YOUR TASK: Repeat the entries shown below with every word and mark intact.

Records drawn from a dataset

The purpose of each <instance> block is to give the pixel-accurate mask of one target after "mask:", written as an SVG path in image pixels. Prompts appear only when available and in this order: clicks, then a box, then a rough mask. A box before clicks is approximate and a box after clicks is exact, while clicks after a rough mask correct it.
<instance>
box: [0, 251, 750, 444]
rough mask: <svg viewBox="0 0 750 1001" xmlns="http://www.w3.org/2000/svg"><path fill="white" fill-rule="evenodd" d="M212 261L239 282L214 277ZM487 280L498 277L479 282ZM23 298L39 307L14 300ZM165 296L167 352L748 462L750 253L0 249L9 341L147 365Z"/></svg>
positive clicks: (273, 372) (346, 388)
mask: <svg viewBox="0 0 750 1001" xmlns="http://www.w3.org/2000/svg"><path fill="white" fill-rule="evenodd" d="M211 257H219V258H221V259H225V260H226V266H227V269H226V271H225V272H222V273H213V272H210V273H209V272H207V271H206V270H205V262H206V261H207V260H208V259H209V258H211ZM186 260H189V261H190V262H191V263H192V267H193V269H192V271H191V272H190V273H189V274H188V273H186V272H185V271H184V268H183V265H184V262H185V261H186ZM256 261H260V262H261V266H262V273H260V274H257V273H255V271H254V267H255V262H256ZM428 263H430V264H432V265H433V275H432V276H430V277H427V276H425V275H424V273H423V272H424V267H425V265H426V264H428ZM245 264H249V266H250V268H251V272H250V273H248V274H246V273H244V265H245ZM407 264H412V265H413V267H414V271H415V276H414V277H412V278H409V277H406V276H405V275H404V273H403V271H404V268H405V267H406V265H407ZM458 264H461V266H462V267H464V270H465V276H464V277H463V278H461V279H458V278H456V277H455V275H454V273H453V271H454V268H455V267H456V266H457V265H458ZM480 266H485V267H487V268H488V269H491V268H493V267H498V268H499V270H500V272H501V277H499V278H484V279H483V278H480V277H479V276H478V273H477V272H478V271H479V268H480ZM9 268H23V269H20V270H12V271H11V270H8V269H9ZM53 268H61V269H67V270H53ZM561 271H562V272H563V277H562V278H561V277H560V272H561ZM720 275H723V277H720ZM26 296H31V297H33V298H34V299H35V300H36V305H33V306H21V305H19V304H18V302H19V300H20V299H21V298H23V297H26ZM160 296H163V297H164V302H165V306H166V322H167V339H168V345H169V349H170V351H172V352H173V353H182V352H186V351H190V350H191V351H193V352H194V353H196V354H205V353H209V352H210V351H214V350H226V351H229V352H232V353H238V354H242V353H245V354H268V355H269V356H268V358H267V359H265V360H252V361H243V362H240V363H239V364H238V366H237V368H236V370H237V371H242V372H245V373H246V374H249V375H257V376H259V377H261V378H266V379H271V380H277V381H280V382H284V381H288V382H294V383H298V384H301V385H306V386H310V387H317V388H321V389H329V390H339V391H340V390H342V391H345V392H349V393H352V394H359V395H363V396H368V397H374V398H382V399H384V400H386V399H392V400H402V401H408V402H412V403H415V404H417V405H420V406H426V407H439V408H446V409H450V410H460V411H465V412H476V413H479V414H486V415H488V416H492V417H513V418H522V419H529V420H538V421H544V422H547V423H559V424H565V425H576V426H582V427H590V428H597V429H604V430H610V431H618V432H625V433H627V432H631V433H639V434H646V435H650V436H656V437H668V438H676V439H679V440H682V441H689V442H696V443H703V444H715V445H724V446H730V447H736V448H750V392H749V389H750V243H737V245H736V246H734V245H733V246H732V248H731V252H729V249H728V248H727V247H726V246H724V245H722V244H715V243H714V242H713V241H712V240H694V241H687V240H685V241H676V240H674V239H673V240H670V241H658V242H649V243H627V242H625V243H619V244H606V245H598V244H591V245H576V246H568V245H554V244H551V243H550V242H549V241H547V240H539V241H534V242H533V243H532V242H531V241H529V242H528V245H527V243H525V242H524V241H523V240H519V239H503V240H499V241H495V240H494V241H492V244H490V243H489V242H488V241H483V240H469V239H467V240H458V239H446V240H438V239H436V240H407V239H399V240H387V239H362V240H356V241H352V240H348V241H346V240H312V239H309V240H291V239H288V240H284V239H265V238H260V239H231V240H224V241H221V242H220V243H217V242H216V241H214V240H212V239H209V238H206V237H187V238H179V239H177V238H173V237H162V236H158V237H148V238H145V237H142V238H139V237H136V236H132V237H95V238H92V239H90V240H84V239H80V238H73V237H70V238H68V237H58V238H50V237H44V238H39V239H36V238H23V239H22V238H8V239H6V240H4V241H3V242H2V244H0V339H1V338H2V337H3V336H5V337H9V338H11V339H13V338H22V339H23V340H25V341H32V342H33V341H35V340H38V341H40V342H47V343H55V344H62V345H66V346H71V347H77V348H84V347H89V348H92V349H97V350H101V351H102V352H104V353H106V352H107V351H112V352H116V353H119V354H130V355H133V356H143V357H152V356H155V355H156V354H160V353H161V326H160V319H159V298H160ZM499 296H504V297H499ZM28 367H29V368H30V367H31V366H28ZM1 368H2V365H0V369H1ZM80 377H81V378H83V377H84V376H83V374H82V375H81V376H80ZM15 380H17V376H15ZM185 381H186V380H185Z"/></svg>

ANSWER TO THE EXERCISE:
The purpose of each <instance> block is to give the pixel-accurate mask of one target after "mask:", written as an SVG path in image pixels. Prompts appear only when available and in this order: clicks, then a box, then a rough mask. A box before clicks is approximate and a box after clicks is exact, while clicks after a rough mask correct it.
<instance>
box: [0, 251, 750, 444]
rough mask: <svg viewBox="0 0 750 1001" xmlns="http://www.w3.org/2000/svg"><path fill="white" fill-rule="evenodd" d="M212 261L239 282L214 277ZM487 280L498 277L479 282ZM23 298L39 307L14 300ZM165 296L167 352L748 462L750 253L0 249L9 341L147 365Z"/></svg>
positive clicks: (273, 372) (346, 388)
mask: <svg viewBox="0 0 750 1001" xmlns="http://www.w3.org/2000/svg"><path fill="white" fill-rule="evenodd" d="M211 257H219V258H221V259H225V260H226V266H227V269H226V271H225V272H222V273H213V272H210V273H209V272H207V271H206V270H205V262H206V261H207V260H208V259H209V258H211ZM186 260H189V261H190V262H191V263H192V267H193V269H192V271H191V272H190V273H189V274H188V273H186V272H185V271H184V268H183V265H184V262H185V261H186ZM256 261H260V262H261V266H262V273H260V274H257V273H255V271H254V267H255V262H256ZM428 263H430V264H432V265H433V275H432V276H430V277H427V276H425V275H424V273H423V272H424V267H425V265H426V264H428ZM245 264H249V266H250V268H251V272H250V273H248V274H246V273H244V265H245ZM407 264H412V265H413V267H414V271H415V276H414V277H412V278H409V277H406V276H405V275H404V273H403V271H404V268H405V267H406V265H407ZM458 264H461V266H462V267H464V270H465V276H464V277H463V278H461V279H458V278H456V277H455V275H454V273H453V271H454V268H455V267H456V266H457V265H458ZM480 266H485V267H487V268H488V269H491V268H493V267H498V268H499V270H500V272H501V277H499V278H484V279H483V278H480V277H479V276H478V273H477V272H478V271H479V268H480ZM9 268H23V269H20V270H12V271H11V270H8V269H9ZM53 268H61V269H67V270H53ZM561 271H562V272H563V277H562V278H561V277H560V272H561ZM720 275H723V277H720ZM26 296H31V297H33V298H34V299H35V300H36V305H33V306H21V305H19V304H18V302H19V300H20V299H21V298H23V297H26ZM160 296H163V297H164V302H165V306H166V322H167V339H168V345H169V349H170V351H172V352H173V353H182V352H186V351H190V350H191V351H193V352H194V353H196V354H205V353H209V352H210V351H214V350H226V351H229V352H232V353H238V354H242V353H245V354H268V355H269V356H268V358H267V359H265V360H252V361H243V362H240V363H239V364H238V366H237V368H236V370H237V371H242V372H245V373H246V374H249V375H257V376H259V377H261V378H266V379H271V380H277V381H280V382H284V381H288V382H294V383H298V384H301V385H306V386H310V387H317V388H321V389H329V390H339V391H340V390H342V391H345V392H349V393H352V394H359V395H363V396H368V397H374V398H382V399H384V400H386V399H392V400H402V401H408V402H412V403H415V404H417V405H420V406H426V407H439V408H446V409H450V410H460V411H465V412H476V413H479V414H486V415H488V416H492V417H513V418H522V419H529V420H538V421H544V422H547V423H559V424H565V425H576V426H582V427H590V428H597V429H604V430H610V431H618V432H625V433H627V432H631V433H639V434H646V435H650V436H656V437H668V438H676V439H679V440H682V441H689V442H696V443H703V444H715V445H724V446H730V447H736V448H750V392H749V389H750V243H737V245H736V246H734V245H733V246H732V248H731V252H729V249H728V248H727V247H726V246H724V245H722V244H715V243H714V242H713V241H712V240H694V241H687V240H685V241H676V240H674V239H673V240H670V241H658V242H649V243H627V242H625V243H619V244H606V245H598V244H591V245H576V246H568V245H554V244H551V243H550V242H549V241H547V240H539V241H534V242H533V243H532V242H531V241H529V242H528V245H527V243H525V242H524V241H523V240H519V239H503V240H499V241H495V240H494V241H492V244H490V243H489V242H488V241H483V240H469V239H467V240H458V239H446V240H438V239H436V240H407V239H399V240H387V239H362V240H356V241H352V240H348V241H346V240H312V239H309V240H291V239H288V240H284V239H265V238H260V239H231V240H224V241H221V242H220V243H217V242H216V241H214V240H212V239H209V238H206V237H187V238H179V239H177V238H173V237H162V236H158V237H148V238H145V237H142V238H139V237H136V236H132V237H95V238H92V239H90V240H84V239H80V238H73V237H70V238H68V237H58V238H50V237H44V238H39V239H36V238H23V239H22V238H8V239H6V240H4V241H3V242H2V244H0V339H1V338H2V337H3V336H5V337H9V338H11V339H13V338H22V339H23V340H25V341H32V342H33V341H35V340H38V341H40V342H47V343H55V344H62V345H66V346H71V347H77V348H84V347H89V348H92V349H97V350H101V351H102V352H104V353H106V352H107V351H112V352H116V353H119V354H130V355H133V356H143V357H152V356H155V355H156V354H160V353H161V326H160V319H159V298H160ZM499 296H504V297H499ZM28 367H29V368H30V367H31V366H28ZM1 368H2V365H0V369H1ZM80 377H81V378H83V377H84V376H83V374H82V375H81V376H80ZM15 380H17V376H15ZM185 381H186V380H185Z"/></svg>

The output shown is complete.